To extend our previous approach to the more standard notion of an \(L_p\) norm, we simply take the sum we used before and rescale things by taking a \(p^{th}\) root. This gives the formula for the \(L_p\) norm of any vector, \(v = (v_1, v_2, \ldots, v_n)\), as,
$$
|v|_p = (\sum_i |v_i|^p)^\frac{1}{p}.
$$
When \(p = 2\), this formula reduces to the familiar formula for the length of a vector:
$$
|v|_2 = \sqrt{\sum_i v_i^2}.
$$
In the last post, the vector we cared about was the vector of elementwise discrepancies, \(v = (x_1 – s, x_2 – s, \ldots, x_n – s)\). We wanted to minimize the overall size of this vector in order to make \(s\) a good summary of \(x_1, \ldots, x_n\). Because we were interested only in the minimum size of this vector, it didn’t matter that we skipped taking the \(p^{th}\) root at the end because one vector, \(v_1\), has a smaller norm than another vector, \(v_2\), only when the \(p^{th}\) power of that norm smaller than the \(p^{th}\) power of the other. What was essential wasn’t the scale of the norm, but rather the value of \(p\) that we chose. Here we’ll follow that approach again. Specifically, we’ll again be working consistently with the \(p^{th}\) power of an \(L_p\) norm:
$$
|v|_p^p = (\sum_i |v_i|^p).
$$
The Regression Problem
Using \(L_p\) norms to measure the overall size of a vector of discrepancies extends naturally to other problems in statistics. In the previous post, we were trying to summarize a list of numbers by producing a simple summary statistic. In this post, we’re instead going to summarize the relationship between two lists of numbers in a form that generalizes traditional regression models.
Instead of a single list, we’ll now work with two vectors: \((x_1, x_2, \ldots, x_n)\) and \((y_1, y_2, \ldots, y_n)\). Because we like simple models, we’ll make the very strong (and very convenient) assumption that the second vector is, approximately, a linear function of the first vector, which gives us the formula:
$$
y_i \approx \beta_0 + \beta_1 x_i.
$$
In practice, this linear relationship is never perfect, but only an approximation. As such, for any specific values we choose for \(\beta_0\) and \(\beta_1\), we have to compute a vector of discrepancies: \(v = (y_1 – (\beta_0 + \beta_1 x_1), \ldots, y_n – (\beta_0 + \beta_1 x_n))\). The question then becomes: how do we measure the size of this vector of discrepancies? By choosing different norms to measure its size, we arrive at several different forms of linear regression models. In particular, we’ll work with three norms: the \(L_0\), \(L_1\) and \(L_2\) norms.
As we did with the single vector case, here we’ll define discrepancies as,
$$
d_i = |y_i – (\beta_0 + \beta_1 x_i)|^p,
$$
and the total error as,
$$
E_p = \sum_i |y_i – (\beta_0 + \beta_1 x_i)|^p,
$$
which is the just the \(p^{th}\) power of the \(L_p\) norm.

Exercise input →
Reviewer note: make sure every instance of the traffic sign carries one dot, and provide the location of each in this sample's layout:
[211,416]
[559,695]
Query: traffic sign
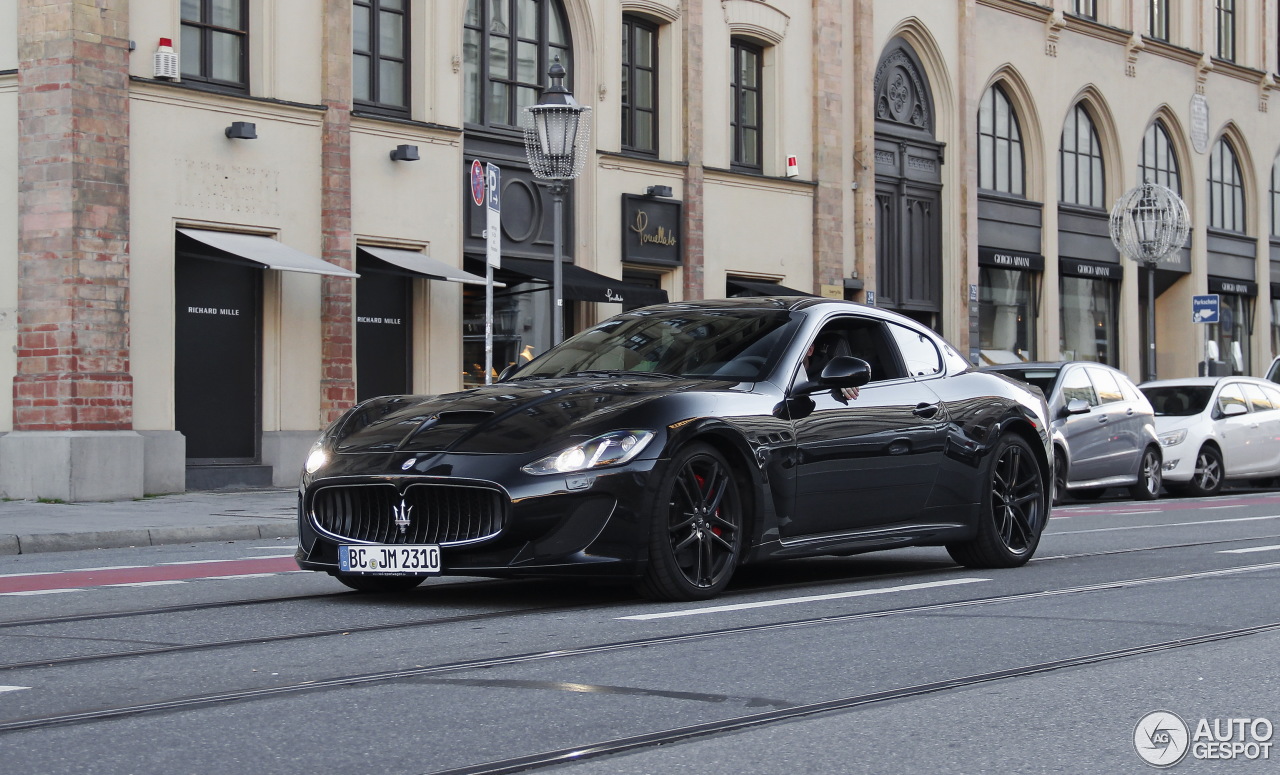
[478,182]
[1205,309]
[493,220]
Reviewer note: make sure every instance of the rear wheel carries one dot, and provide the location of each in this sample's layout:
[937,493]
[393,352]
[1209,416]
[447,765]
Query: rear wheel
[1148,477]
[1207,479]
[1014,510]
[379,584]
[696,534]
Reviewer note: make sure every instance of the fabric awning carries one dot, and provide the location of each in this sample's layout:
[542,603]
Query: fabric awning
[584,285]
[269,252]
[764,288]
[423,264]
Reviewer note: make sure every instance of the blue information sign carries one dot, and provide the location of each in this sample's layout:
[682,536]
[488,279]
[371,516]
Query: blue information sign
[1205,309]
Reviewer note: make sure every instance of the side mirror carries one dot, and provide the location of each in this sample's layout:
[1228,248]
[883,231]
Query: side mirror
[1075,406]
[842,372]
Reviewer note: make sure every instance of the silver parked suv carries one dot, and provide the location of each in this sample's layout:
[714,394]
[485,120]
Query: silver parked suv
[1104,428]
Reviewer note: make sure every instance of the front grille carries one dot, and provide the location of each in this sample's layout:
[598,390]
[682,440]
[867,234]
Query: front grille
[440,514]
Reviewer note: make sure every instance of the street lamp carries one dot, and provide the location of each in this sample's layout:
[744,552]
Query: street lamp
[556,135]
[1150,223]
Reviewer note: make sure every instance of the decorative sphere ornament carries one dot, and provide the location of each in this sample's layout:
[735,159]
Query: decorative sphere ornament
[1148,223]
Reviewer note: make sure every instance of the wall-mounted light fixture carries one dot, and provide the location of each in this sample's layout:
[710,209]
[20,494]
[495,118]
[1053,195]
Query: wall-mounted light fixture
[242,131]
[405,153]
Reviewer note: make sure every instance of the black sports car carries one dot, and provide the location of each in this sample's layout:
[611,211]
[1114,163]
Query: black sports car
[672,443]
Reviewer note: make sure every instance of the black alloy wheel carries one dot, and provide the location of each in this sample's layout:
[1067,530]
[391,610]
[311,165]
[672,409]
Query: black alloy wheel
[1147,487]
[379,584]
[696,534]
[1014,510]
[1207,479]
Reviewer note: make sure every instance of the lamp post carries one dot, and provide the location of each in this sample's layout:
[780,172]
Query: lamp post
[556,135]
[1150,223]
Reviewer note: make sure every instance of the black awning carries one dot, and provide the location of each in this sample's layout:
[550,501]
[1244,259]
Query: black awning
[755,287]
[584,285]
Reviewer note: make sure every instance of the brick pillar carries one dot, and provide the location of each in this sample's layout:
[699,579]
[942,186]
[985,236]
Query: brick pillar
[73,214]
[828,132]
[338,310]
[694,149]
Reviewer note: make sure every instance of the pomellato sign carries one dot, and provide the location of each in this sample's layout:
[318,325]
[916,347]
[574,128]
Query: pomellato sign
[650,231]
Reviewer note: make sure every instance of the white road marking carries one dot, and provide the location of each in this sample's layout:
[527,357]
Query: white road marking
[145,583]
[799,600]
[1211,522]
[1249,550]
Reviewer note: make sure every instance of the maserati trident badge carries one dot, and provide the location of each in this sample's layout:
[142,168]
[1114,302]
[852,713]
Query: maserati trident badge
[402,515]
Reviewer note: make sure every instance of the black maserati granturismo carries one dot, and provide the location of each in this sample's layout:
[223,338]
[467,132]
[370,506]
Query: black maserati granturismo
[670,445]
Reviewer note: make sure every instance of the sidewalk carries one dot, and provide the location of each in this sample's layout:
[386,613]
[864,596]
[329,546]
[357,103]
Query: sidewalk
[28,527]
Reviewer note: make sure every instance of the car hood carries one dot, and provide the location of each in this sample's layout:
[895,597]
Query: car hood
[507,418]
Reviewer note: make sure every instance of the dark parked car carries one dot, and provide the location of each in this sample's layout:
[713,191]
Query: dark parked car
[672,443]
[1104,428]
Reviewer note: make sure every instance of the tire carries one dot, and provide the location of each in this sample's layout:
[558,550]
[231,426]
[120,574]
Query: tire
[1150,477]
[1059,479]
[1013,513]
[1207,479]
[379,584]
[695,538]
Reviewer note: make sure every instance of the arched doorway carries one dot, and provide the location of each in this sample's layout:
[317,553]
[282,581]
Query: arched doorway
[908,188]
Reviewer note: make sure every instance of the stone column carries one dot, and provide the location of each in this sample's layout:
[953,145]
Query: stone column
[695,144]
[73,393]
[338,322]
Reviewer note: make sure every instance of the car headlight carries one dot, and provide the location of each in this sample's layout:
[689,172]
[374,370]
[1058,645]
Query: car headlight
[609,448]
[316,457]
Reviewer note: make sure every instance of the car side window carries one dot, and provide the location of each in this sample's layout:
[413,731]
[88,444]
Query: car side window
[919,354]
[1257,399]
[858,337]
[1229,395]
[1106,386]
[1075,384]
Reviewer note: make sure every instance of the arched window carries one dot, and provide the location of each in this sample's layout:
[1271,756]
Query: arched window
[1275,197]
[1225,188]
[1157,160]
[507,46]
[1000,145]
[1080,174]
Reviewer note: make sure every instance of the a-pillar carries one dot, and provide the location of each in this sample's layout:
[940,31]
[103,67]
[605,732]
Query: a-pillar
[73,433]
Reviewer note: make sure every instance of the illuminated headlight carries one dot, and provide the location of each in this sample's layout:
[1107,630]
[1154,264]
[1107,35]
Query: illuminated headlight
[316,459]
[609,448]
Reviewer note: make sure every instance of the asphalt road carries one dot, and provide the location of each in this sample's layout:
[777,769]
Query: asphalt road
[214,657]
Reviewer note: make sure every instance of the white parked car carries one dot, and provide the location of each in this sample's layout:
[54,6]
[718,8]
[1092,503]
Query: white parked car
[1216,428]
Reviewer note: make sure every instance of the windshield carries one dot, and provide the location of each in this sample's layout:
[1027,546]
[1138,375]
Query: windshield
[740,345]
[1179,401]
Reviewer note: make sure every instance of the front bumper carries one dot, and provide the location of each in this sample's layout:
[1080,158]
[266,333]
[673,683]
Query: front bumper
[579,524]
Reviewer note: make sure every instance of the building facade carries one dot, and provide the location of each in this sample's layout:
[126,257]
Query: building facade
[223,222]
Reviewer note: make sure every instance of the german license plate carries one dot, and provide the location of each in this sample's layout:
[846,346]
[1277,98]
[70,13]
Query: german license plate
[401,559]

Complete the following →
1 - Find every line in the records that contains the string "german", matching case exactly, and copy each such line.
2 - Write the next part of the passage on L_p norms and regression, continuing from its final sentence.

Per-task answers →
1 -
Reviewer note: make sure every instance of the german license plate carries one dot, and provide the location of each in this sample's layout:
Query: german license plate

2 -
Several Forms of Regression
In general, we want estimate a set of regression coefficients that minimize this total error. Different forms of linear regression appear when we alter the values of \(p\). As before, let’s consider three settings:
$$
E_0 = \sum_i |y_i – (\beta_0 + \beta_1 x_i)|^0
$$
$$
E_1 = \sum_i |y_i – (\beta_0 + \beta_1 x_i)|^1
$$
$$
E_2 = \sum_i |y_i – (\beta_0 + \beta_1 x_i)|^2
$$
What happens in these settings? In the first case, we select regression coefficients so that the line passes through as many points as possible. Clearly we can always select a line that passes through any pair of points. And we can show that there are data sets in which we cannot do better. So the \(L_0\) norm doesn’t seem to provide a very useful form of linear regression, but I’d be interested to see examples of its use.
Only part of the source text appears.